= Supplied data =

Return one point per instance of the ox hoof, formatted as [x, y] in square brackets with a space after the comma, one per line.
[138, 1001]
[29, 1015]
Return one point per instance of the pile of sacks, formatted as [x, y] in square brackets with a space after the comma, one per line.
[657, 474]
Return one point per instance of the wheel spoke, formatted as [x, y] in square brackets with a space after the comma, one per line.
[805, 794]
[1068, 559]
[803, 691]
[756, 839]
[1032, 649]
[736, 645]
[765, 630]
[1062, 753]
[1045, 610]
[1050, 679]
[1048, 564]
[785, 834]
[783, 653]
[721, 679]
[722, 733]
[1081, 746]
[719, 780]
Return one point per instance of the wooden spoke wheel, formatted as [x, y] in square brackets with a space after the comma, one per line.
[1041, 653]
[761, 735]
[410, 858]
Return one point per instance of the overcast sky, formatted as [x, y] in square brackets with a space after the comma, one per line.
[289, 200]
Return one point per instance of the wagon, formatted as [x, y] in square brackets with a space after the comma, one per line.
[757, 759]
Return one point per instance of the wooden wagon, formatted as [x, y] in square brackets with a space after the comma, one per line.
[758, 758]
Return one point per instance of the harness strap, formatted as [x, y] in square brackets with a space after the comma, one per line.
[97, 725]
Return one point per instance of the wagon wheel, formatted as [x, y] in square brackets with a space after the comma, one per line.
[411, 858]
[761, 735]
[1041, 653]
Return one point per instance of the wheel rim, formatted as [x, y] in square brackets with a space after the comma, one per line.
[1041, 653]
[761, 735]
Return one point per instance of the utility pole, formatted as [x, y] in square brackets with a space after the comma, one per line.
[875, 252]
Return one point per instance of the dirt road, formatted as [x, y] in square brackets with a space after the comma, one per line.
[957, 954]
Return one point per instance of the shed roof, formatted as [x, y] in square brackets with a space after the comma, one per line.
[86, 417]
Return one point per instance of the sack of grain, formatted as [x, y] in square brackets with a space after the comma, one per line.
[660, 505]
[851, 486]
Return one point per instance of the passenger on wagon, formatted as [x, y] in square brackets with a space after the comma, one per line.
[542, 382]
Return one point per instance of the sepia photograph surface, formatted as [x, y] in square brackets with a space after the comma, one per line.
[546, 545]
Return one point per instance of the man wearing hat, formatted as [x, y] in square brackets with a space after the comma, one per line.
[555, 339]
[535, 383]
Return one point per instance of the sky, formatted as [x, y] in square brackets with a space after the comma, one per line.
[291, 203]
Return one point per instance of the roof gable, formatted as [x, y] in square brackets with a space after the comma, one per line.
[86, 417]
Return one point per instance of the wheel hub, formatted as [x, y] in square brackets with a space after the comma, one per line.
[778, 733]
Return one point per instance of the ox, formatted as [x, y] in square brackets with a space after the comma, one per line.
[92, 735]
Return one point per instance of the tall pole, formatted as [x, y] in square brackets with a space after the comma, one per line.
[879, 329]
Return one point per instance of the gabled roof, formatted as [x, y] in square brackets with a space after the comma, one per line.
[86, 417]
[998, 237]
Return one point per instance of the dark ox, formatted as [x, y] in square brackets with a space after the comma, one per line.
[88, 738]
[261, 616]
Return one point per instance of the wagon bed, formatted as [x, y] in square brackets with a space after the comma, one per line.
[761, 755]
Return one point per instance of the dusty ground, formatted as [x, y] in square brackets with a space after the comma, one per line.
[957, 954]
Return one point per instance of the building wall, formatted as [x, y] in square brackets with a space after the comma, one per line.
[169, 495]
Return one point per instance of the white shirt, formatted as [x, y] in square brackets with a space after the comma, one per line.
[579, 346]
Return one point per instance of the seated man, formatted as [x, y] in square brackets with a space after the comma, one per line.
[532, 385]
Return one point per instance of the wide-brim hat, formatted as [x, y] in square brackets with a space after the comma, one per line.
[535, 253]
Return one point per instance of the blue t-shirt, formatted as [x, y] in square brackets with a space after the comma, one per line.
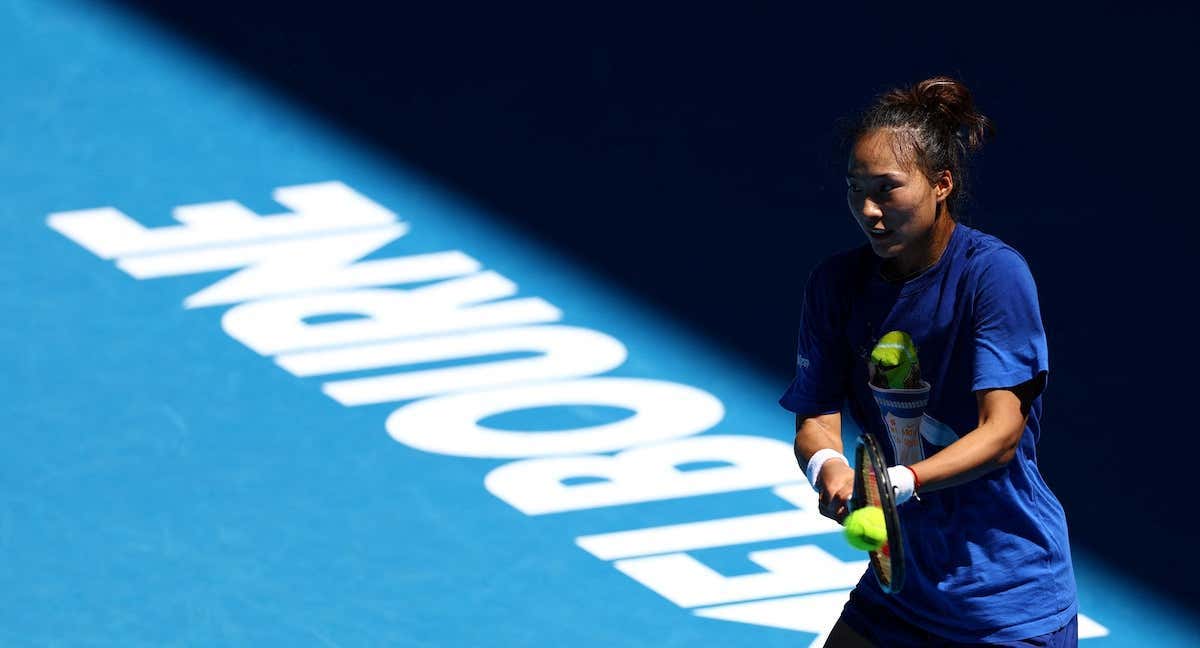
[987, 559]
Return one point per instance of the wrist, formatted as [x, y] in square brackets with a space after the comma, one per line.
[819, 460]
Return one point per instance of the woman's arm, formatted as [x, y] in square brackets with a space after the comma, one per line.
[993, 444]
[835, 481]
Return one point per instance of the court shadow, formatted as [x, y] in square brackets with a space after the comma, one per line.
[693, 157]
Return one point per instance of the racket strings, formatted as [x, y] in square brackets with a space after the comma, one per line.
[882, 558]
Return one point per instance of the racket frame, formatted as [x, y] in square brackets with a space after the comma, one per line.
[869, 454]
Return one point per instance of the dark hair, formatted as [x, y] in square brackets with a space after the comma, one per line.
[937, 127]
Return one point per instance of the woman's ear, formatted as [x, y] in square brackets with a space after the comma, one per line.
[943, 185]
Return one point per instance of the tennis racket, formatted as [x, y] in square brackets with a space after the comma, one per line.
[874, 489]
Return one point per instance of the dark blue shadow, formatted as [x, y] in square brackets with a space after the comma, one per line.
[691, 155]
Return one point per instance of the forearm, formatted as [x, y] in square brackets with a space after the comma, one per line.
[815, 433]
[989, 447]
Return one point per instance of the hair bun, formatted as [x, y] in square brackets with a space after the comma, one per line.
[952, 105]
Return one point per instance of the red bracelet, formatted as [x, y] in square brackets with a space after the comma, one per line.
[916, 480]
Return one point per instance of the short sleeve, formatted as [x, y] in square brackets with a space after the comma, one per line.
[1009, 339]
[821, 363]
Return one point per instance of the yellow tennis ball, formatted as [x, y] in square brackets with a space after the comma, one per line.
[865, 528]
[895, 357]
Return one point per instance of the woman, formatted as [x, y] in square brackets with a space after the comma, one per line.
[988, 559]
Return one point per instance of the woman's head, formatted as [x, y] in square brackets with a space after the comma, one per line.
[907, 166]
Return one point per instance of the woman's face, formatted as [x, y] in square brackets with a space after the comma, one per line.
[892, 199]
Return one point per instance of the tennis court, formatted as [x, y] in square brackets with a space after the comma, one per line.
[269, 388]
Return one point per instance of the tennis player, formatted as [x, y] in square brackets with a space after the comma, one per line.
[988, 559]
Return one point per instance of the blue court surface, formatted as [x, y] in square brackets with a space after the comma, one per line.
[265, 388]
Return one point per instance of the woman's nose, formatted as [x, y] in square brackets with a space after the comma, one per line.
[871, 210]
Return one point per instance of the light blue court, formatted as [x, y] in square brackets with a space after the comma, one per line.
[267, 389]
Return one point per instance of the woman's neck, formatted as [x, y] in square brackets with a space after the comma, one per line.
[925, 256]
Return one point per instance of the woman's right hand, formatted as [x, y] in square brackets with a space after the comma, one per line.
[835, 485]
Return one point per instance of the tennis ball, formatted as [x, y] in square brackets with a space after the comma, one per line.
[894, 361]
[865, 528]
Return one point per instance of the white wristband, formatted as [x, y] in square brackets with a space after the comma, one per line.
[819, 460]
[903, 483]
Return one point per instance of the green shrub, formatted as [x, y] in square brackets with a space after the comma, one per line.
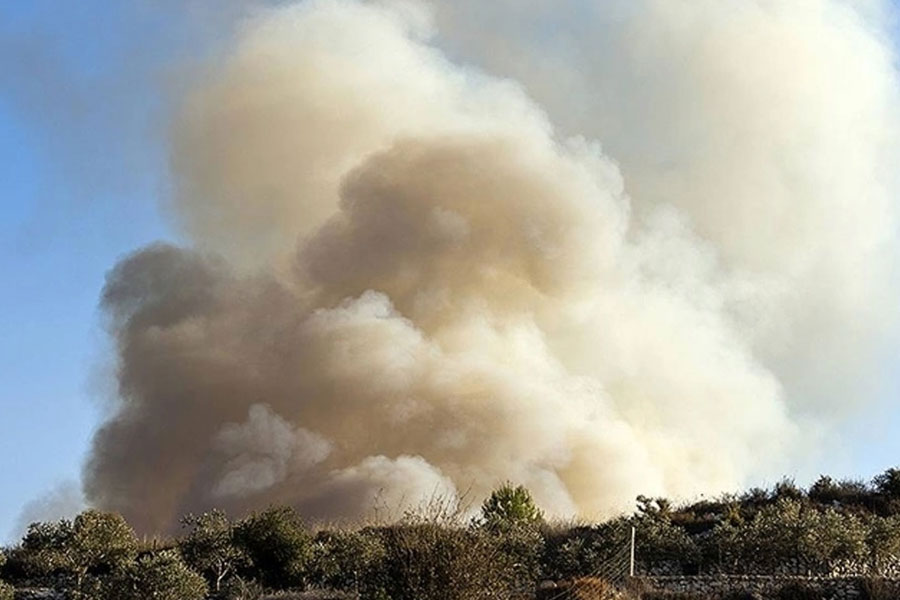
[442, 563]
[95, 543]
[347, 560]
[161, 576]
[508, 507]
[209, 547]
[278, 546]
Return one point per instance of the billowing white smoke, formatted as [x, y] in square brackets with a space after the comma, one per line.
[407, 283]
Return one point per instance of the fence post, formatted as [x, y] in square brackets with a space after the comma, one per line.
[631, 562]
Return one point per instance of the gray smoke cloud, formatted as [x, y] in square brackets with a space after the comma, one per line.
[409, 279]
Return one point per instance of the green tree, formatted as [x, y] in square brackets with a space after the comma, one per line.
[278, 545]
[888, 483]
[94, 543]
[209, 547]
[510, 506]
[160, 576]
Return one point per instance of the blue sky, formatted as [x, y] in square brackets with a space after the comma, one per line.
[82, 176]
[83, 89]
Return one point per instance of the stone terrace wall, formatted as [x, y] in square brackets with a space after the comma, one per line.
[762, 586]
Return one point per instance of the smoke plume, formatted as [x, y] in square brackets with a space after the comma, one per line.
[407, 278]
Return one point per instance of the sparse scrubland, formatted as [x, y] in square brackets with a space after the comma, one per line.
[507, 550]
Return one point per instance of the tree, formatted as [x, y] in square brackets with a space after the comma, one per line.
[888, 483]
[277, 544]
[209, 547]
[94, 543]
[508, 507]
[160, 576]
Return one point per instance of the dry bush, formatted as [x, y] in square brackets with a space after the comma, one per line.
[583, 588]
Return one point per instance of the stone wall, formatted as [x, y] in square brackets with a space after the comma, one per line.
[764, 586]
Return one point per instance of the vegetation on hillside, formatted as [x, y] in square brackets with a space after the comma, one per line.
[504, 552]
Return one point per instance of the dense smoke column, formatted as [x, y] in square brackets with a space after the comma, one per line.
[403, 284]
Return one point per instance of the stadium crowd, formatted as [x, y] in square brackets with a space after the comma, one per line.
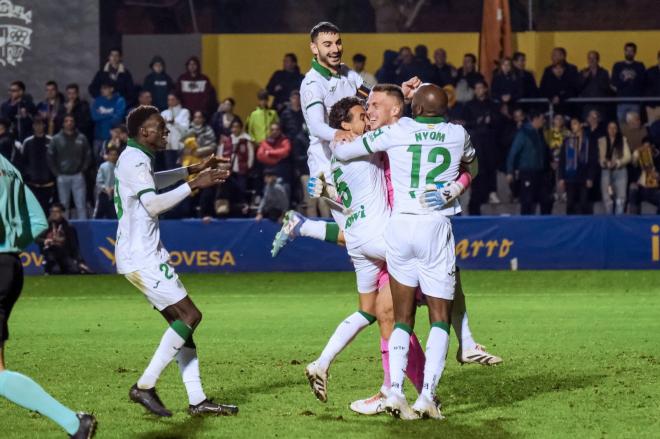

= Task brief =
Copy out the lines of the records from the one containing "Return one point per instance of the stone terrace" through the end, leaving the pictures out of your answer.

= Correct response =
Return one point per instance of the stone terrace wall, formatted as [x, y] in square brackets with a space after the comma, one per line.
[762, 586]
Return one point per instance of the smoke plume, formatted as [x, y] in square brackets with a space after the comma, one per line.
[407, 278]
Return one point per instance of the sparse scrubland, formatted as [x, y] in square brackets with a space after the comma, one per line.
[507, 550]
Return one point per instance of the tree, formatted as [x, y] in square brackets with a space after the comma, one per line.
[888, 483]
[277, 544]
[209, 547]
[94, 543]
[508, 507]
[160, 576]
Return one point per instance of the dry bush, formatted as [x, y] in square brackets with a space after the comma, one per line.
[583, 588]
Return one point per instance of the stone wall, formatted as [x, y] in square brackets with a space after the comma, one per line.
[764, 586]
Return one point per instance of the vegetation on hillside, formatted as [x, y] in square brackets with a space after the comma, one per line.
[504, 552]
Return one point per instance of the dense smoke column, formatted as [x, y] in square brackets with a space after the comma, one per line.
[403, 284]
Return one point per instance of the stadium crowd, formatted as [x, y] in square brackets with a space after the comma, one per line.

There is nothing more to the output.